▸ Work task: In the review of the Colditz episode "Name, Rank and Number" below, which actor plays Lt. Dick Player?

Colditz – Name, Rank and Number (2nd November 1972)

The third of three pre-Colditz episodes, this one centres around the travails of Lt. Dick Player (Christopher Neame). Having already followed an army officer (Pat) and a member of the air force (Simon) it makes sense not to leave the navy out, which is where Lt Player comes in.

Washed ashore in France, Player is taken to a nearby hospital. The French doctor who deals with him is either on his side or rather incompetent (he tells a keen as mustard German officer that Player won’t be in a fit state to be interviewed for at least two days – but as soon as the pair leave, Player opens his eyes and begins to plan his escape).

As Player moves through the hospital, there’s a vague element of farce to his frantic attempts to pinch some clothes (rather reminiscent of Jon Pertwee’s debut Doctor Who story). For example, he steals some trousers (much to the indignant chagrin of their owner) and, when looking for shoes, initially comes across a nice ladies pair.

The episode boasts some well played cameo performances. The first comes from Alistair Meldrum as a chatty German soldier who runs into the absconding Player. Next up is David Garfield as Diels (he’s the sort of actor – rather like Michael Sheard – who portrays cold German officers with casual ease).

Recaptured and forced to admit his identity, Player is interrogated by two Gestapo officers (played by Nigel Stock and Terrence Hardiman). Their scenes together are a highlight of the episode – Stock’s character (the senior of the two) appears to be full of bluster whilst the other (Hardiman) is seemingly more friendly. But you must always be wary of a friendly Gestapo officer ….

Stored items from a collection
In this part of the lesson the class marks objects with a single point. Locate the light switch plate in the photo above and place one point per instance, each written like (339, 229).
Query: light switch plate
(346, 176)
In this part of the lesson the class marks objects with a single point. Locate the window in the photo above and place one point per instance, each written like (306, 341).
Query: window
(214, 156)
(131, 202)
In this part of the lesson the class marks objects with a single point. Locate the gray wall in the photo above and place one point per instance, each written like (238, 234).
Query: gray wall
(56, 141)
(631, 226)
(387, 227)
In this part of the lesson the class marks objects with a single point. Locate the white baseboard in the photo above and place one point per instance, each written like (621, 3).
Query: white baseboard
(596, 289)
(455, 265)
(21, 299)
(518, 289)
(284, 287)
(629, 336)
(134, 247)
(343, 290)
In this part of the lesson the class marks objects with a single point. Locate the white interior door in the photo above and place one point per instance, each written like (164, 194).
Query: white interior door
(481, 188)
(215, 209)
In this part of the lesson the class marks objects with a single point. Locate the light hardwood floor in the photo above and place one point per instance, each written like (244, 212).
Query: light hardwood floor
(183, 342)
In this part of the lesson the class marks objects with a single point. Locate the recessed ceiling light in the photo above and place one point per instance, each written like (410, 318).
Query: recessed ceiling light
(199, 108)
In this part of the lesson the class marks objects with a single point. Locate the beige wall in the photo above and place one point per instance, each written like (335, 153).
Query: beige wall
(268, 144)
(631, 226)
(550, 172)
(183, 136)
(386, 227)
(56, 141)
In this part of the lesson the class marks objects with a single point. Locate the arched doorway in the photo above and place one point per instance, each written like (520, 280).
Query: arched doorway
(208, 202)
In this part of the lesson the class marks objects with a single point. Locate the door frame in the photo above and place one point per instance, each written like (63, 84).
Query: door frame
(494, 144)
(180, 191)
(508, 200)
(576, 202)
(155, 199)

▸ Your solution: Christopher Neame